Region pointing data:
┄┄┄┄┄┄┄┄┄┄
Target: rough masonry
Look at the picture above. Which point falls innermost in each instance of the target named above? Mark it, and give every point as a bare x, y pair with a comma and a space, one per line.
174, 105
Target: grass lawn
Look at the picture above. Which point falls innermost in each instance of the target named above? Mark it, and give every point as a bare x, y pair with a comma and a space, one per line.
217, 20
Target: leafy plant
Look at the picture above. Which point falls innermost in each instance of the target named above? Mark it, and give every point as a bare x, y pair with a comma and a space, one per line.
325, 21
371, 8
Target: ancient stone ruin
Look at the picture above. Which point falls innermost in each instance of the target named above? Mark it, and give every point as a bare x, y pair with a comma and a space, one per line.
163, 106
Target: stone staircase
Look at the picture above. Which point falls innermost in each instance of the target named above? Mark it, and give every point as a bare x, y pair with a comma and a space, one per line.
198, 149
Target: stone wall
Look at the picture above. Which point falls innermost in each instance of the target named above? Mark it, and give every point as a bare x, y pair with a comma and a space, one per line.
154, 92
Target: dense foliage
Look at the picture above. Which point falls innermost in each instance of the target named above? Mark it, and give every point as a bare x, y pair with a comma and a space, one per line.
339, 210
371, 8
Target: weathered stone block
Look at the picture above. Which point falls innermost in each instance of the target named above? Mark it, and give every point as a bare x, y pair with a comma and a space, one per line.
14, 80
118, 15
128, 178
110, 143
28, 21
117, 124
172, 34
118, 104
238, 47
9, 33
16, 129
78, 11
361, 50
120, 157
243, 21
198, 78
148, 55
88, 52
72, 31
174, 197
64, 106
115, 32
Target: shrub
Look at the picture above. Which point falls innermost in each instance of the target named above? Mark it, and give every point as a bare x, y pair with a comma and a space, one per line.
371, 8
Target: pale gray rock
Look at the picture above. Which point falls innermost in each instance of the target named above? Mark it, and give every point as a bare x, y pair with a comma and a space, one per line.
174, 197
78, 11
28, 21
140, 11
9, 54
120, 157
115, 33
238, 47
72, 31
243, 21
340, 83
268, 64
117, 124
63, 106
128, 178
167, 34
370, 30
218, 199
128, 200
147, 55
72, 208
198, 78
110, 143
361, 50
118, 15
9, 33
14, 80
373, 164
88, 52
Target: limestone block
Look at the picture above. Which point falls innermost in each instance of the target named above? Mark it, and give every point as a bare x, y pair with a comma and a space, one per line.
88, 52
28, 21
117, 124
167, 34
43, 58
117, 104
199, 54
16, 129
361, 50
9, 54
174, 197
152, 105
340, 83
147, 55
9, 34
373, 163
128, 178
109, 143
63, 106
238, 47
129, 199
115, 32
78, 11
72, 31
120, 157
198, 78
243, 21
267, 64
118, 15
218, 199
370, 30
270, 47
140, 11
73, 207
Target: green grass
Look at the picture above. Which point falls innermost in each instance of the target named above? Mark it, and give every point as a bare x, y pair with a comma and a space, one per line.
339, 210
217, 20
┄┄┄┄┄┄┄┄┄┄
Problem to solve: If a line above holds the word "grass", count it; then say how many such lines there are and nothing else.

Your solution: 2